=== Source extract ===

Rating: 4 out of 5 stars
Sound Quality Preservation:
Unfortunately, this is the part where the Vibes really show their cheapness. As a musician, I was disappointed in the Vibes’ ability to maintain the integrity of sound. Wearing them felt like my head was in a fishbowl and I was hearing a muffled and distorted version of the music around me.
When it came time for me to sing, I found that I was unsure of how my voice was balancing with the rest of the instruments and if I was even singing on key. I had to take out one of the earplugs (the one facing away from the drum kit) to hear properly so I could finish the song. The next few songs I played piano and didn’t sing, so I kept both earplugs in. I found that after about 15 minutes of wearing the Vibes, my ears had adjusted to the muffled version of the sound around me and it sounded mostly normal; the treble and bass were relatively well balanced but that overall muffled quality of sound remained.

=== Stored data ===

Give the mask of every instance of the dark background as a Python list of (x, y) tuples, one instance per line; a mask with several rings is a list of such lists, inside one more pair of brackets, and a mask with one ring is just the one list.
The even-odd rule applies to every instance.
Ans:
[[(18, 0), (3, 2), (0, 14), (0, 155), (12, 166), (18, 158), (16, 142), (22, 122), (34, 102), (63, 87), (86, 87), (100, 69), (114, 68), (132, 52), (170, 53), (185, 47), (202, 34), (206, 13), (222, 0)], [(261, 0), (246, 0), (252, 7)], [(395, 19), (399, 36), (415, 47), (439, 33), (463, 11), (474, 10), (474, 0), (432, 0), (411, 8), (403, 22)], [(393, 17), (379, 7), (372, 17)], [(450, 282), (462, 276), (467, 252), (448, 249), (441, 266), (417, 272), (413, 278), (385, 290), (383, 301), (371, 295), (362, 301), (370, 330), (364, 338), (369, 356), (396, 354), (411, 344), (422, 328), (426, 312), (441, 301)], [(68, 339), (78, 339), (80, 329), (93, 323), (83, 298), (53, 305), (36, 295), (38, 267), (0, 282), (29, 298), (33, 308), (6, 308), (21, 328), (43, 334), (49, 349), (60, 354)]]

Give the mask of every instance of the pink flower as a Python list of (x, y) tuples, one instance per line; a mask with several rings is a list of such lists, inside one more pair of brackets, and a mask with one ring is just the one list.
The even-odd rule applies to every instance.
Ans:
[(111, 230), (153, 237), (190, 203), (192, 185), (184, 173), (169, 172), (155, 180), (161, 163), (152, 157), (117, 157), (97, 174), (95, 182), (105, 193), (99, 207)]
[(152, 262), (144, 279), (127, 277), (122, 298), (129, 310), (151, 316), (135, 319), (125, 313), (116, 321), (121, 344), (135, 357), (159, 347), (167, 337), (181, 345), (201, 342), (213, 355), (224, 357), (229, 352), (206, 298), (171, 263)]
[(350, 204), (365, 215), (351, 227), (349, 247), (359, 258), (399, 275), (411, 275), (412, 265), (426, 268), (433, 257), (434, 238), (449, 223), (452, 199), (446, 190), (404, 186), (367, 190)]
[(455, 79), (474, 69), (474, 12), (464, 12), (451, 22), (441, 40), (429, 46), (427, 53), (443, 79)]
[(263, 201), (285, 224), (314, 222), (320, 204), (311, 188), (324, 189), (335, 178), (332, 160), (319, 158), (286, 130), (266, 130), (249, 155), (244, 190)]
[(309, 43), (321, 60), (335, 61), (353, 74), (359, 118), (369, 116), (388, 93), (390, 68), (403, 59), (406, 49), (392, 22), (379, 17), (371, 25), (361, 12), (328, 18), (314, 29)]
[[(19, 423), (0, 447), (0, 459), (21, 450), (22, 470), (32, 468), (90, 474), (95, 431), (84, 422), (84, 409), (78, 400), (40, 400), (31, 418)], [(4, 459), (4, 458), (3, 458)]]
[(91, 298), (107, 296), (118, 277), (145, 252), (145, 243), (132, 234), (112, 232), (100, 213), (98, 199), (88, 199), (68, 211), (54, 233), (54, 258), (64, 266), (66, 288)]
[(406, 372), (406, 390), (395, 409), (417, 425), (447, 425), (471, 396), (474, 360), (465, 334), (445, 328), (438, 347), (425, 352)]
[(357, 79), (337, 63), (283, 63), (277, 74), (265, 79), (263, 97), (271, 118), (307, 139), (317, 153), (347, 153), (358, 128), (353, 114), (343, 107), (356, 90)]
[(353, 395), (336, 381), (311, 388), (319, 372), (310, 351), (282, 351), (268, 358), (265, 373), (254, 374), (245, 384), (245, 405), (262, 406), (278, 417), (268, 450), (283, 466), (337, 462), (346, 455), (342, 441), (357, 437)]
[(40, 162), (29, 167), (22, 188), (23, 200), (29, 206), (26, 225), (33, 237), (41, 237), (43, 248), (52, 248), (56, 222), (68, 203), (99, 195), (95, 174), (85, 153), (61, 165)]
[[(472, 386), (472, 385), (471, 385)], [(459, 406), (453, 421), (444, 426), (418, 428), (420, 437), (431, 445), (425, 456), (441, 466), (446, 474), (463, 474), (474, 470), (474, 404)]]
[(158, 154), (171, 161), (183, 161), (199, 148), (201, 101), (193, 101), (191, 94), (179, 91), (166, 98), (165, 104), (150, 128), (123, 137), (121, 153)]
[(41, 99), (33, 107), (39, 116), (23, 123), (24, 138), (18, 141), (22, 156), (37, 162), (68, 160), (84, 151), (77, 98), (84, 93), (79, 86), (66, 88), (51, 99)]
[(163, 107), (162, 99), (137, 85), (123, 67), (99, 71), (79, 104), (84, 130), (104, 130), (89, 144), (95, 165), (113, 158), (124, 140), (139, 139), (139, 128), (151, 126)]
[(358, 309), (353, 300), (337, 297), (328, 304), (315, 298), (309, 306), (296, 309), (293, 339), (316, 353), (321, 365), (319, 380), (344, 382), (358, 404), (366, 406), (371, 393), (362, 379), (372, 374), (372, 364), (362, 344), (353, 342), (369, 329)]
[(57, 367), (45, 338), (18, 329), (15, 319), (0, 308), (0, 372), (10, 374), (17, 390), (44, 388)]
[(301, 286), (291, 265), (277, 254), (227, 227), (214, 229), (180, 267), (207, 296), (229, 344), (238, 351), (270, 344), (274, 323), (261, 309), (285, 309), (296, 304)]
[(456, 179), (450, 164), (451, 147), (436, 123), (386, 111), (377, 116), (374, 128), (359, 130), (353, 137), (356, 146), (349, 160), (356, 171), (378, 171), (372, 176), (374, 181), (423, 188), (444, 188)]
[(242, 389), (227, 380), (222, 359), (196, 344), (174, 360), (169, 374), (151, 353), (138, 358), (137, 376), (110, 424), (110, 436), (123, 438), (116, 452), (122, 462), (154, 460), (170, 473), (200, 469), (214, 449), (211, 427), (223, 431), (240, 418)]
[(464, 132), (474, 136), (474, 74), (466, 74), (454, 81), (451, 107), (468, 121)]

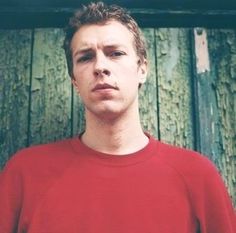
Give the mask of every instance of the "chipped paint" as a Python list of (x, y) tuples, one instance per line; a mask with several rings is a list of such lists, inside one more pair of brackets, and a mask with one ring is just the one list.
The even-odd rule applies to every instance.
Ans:
[(197, 73), (205, 73), (207, 71), (210, 71), (206, 30), (203, 28), (195, 28), (194, 38)]

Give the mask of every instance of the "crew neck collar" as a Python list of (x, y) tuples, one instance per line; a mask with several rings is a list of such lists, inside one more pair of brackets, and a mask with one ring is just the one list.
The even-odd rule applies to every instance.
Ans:
[(109, 166), (128, 166), (143, 162), (154, 154), (157, 154), (157, 141), (151, 135), (145, 133), (149, 138), (148, 144), (141, 150), (130, 154), (113, 155), (108, 153), (102, 153), (86, 146), (79, 137), (75, 137), (71, 140), (73, 150), (80, 158), (89, 159), (90, 161), (109, 165)]

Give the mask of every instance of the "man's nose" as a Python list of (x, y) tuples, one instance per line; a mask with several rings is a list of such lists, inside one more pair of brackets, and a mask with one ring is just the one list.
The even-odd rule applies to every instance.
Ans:
[(103, 53), (98, 53), (94, 64), (95, 77), (110, 76), (108, 58)]

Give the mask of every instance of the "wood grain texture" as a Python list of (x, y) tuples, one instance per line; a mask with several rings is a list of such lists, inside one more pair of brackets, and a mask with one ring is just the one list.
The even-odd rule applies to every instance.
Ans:
[(30, 144), (71, 135), (71, 82), (61, 29), (37, 29), (34, 35)]
[(0, 168), (27, 146), (31, 31), (0, 31)]
[(210, 71), (197, 75), (201, 152), (218, 166), (236, 205), (236, 33), (207, 35)]
[(143, 29), (148, 50), (148, 76), (139, 92), (139, 111), (145, 131), (158, 137), (157, 82), (154, 29)]
[(188, 29), (156, 30), (160, 138), (193, 148)]

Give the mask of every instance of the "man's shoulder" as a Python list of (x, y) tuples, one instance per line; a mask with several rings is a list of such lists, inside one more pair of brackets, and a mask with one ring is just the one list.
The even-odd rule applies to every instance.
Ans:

===

▸ Activity 1: In the earplug review, retype the passage that starts with the words containing "When it came" and ends with "of sound remained.".
▸ Activity 2: According to the earplug review, how long did the writer wear the Vibes before the sound around them seemed mostly normal?

▸ Answer space 1:
When it came time for me to sing, I found that I was unsure of how my voice was balancing with the rest of the instruments and if I was even singing on key. I had to take out one of the earplugs (the one facing away from the drum kit) to hear properly so I could finish the song. The next few songs I played piano and didn’t sing, so I kept both earplugs in. I found that after about 15 minutes of wearing the Vibes, my ears had adjusted to the muffled version of the sound around me and it sounded mostly normal; the treble and bass were relatively well balanced but that overall muffled quality of sound remained.

▸ Answer space 2: About 15 minutes.